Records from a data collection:

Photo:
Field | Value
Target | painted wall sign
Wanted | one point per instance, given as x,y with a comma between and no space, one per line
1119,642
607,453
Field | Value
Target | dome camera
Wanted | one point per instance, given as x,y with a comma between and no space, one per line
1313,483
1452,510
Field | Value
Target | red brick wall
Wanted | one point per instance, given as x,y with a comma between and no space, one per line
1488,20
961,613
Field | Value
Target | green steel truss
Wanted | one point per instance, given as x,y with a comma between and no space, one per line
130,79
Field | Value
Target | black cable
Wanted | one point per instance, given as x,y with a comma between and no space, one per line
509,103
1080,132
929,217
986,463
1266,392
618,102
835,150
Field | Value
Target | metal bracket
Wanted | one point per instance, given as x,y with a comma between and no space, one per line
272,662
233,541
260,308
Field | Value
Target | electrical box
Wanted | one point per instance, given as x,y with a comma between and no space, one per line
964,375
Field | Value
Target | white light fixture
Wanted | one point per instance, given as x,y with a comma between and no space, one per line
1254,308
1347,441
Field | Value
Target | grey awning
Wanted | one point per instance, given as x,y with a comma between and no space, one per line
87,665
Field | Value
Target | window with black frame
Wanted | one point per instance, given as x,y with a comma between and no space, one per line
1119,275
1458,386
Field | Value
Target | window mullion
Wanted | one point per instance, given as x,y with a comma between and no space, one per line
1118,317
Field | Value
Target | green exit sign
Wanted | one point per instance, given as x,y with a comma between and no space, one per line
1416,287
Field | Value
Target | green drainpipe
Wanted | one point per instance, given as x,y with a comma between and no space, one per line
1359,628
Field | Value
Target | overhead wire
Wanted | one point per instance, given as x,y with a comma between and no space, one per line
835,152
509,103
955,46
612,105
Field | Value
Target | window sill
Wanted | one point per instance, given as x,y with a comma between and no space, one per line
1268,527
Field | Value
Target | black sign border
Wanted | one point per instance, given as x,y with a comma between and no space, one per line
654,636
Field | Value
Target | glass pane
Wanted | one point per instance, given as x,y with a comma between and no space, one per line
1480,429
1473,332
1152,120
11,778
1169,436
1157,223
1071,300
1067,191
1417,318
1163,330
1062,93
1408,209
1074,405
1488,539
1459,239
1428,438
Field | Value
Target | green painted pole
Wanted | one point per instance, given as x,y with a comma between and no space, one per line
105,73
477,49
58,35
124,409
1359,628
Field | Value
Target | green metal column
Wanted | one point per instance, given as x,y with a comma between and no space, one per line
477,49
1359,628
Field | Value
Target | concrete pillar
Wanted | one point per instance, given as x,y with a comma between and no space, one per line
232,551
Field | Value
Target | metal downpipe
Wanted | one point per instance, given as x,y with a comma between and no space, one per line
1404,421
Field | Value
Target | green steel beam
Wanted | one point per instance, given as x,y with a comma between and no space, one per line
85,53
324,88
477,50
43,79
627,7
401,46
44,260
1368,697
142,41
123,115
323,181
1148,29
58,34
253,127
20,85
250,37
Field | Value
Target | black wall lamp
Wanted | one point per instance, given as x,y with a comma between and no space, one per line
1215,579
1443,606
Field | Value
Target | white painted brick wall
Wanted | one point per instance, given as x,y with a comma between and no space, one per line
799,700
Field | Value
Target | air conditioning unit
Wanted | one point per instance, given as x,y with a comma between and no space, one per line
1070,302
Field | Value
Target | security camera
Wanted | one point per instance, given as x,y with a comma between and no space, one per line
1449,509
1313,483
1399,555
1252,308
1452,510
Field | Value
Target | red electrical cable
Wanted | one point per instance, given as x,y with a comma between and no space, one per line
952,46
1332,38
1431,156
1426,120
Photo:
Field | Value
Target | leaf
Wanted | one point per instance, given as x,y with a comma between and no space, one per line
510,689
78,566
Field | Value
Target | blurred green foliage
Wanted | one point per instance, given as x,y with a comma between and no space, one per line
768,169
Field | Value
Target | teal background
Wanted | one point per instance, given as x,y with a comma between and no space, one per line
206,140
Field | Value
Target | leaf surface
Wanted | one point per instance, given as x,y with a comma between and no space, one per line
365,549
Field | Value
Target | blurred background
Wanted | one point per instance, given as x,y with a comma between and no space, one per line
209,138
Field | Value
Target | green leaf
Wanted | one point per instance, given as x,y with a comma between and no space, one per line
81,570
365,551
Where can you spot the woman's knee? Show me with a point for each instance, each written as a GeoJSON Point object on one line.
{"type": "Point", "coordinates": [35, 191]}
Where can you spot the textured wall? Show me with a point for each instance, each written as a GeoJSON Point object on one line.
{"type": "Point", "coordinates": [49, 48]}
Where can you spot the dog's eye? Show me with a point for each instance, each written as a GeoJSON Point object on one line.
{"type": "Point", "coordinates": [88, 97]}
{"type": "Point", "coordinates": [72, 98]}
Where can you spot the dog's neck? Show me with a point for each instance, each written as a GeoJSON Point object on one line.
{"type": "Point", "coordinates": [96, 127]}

--

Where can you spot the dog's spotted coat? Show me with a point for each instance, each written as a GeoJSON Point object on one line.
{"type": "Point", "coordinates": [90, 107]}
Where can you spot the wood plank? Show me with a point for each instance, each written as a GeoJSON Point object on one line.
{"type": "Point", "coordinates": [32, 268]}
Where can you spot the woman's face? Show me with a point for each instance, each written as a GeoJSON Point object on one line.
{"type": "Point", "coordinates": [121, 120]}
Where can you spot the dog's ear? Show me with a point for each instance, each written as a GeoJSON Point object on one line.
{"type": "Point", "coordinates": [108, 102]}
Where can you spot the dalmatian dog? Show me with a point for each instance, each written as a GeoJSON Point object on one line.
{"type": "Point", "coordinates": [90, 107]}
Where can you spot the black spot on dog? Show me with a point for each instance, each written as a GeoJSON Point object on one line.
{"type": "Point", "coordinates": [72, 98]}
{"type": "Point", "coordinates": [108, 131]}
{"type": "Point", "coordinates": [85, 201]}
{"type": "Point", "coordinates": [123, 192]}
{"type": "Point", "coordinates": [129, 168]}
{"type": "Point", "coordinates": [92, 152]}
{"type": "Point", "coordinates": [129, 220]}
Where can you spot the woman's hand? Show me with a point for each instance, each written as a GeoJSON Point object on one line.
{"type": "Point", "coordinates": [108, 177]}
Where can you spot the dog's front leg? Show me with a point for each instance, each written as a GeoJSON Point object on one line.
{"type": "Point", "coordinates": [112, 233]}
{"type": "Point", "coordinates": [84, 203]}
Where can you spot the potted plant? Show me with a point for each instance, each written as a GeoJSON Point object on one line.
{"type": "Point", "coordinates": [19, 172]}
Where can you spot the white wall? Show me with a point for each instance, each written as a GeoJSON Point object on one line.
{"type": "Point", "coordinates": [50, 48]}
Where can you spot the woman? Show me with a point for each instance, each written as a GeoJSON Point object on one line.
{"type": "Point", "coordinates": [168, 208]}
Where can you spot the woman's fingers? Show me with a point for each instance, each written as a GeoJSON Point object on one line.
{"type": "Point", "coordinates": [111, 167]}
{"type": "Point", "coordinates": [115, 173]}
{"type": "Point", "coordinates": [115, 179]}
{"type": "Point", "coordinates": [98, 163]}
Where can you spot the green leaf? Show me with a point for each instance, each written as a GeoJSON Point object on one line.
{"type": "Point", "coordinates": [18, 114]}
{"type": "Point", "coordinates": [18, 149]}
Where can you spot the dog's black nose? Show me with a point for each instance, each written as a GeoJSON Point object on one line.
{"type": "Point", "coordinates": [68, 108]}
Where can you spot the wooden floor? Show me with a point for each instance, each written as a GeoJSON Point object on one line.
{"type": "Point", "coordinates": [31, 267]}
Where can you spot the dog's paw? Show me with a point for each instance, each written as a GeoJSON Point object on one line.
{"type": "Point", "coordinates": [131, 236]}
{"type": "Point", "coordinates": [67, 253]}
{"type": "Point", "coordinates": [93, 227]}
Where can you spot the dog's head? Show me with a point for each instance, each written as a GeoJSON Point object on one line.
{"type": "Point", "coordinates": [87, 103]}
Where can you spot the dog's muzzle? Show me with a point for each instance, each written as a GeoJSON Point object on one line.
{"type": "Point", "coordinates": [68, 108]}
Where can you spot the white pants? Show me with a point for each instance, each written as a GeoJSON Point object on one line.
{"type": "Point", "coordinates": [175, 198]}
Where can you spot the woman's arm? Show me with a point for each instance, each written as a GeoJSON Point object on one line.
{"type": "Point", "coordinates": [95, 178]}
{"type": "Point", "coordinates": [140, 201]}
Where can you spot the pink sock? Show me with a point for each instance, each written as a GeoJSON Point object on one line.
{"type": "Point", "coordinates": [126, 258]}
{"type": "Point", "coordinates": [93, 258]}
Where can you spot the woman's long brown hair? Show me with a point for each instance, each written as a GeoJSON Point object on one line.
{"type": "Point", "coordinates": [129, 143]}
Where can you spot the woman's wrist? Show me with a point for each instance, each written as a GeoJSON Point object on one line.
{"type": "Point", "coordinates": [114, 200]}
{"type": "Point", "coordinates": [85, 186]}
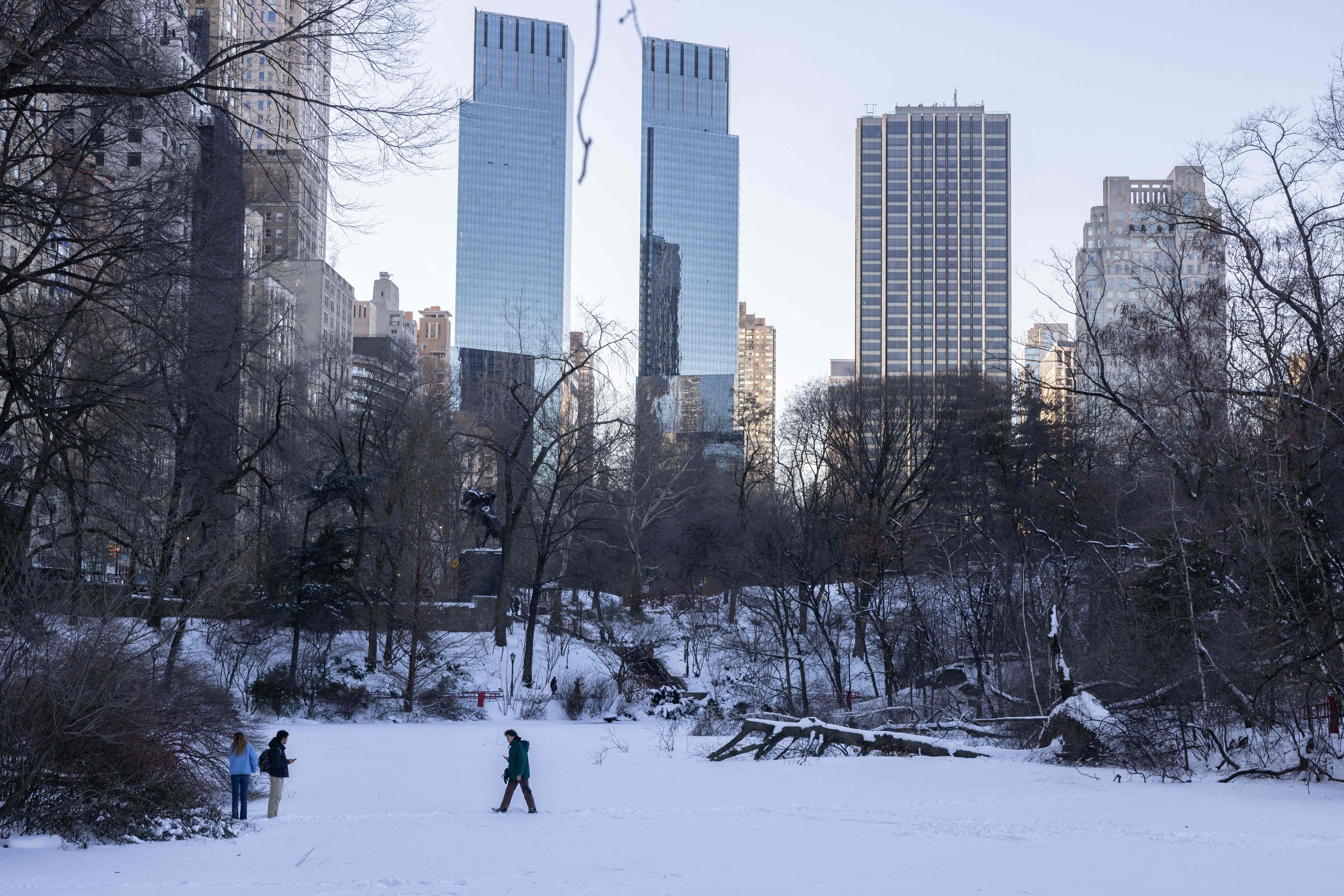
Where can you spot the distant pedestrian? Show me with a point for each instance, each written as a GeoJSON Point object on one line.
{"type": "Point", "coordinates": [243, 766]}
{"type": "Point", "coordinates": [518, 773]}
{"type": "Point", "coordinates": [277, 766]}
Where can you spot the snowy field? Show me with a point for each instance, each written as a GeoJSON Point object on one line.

### Directive
Please rewrite the material starting with the line that contains "Where can you spot the woman's wrist?" and going on through the line that contains "Where can you spot the snowy", replacing "Show me" with "Mark it" and keeping everything else unchanged. Leave the pictures out of your answer.

### Answer to this exercise
Where can you spot the woman's wrist? Mark it with a point for each instance, each written as a GeoJSON Point object on one line.
{"type": "Point", "coordinates": [114, 200]}
{"type": "Point", "coordinates": [85, 186]}
Where can you spot the distant pedestrian? Mark it with a point for each instance, each written as a GeoJSON Point object on one line.
{"type": "Point", "coordinates": [243, 766]}
{"type": "Point", "coordinates": [518, 773]}
{"type": "Point", "coordinates": [277, 766]}
Where can you spot the snowy field? Mark it with a point for each instance, each written as a GeoJSON Point object on one line.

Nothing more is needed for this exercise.